▶ DIRECTION
Please reproduce every one of the rows below, keeping each line identical to the original.

--- start ---

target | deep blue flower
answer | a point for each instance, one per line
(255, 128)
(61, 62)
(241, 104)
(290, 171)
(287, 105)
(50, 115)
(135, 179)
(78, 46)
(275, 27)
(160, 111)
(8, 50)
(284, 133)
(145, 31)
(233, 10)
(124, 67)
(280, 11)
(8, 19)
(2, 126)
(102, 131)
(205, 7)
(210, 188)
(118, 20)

--- end ---

▶ REPLY TO THE TASK
target | deep blue flower
answer | a point for each instance, one per line
(255, 128)
(61, 62)
(241, 104)
(290, 171)
(287, 105)
(50, 115)
(135, 179)
(78, 46)
(275, 27)
(160, 111)
(8, 50)
(284, 133)
(145, 31)
(233, 10)
(124, 67)
(280, 11)
(8, 19)
(2, 126)
(102, 131)
(205, 7)
(210, 188)
(118, 20)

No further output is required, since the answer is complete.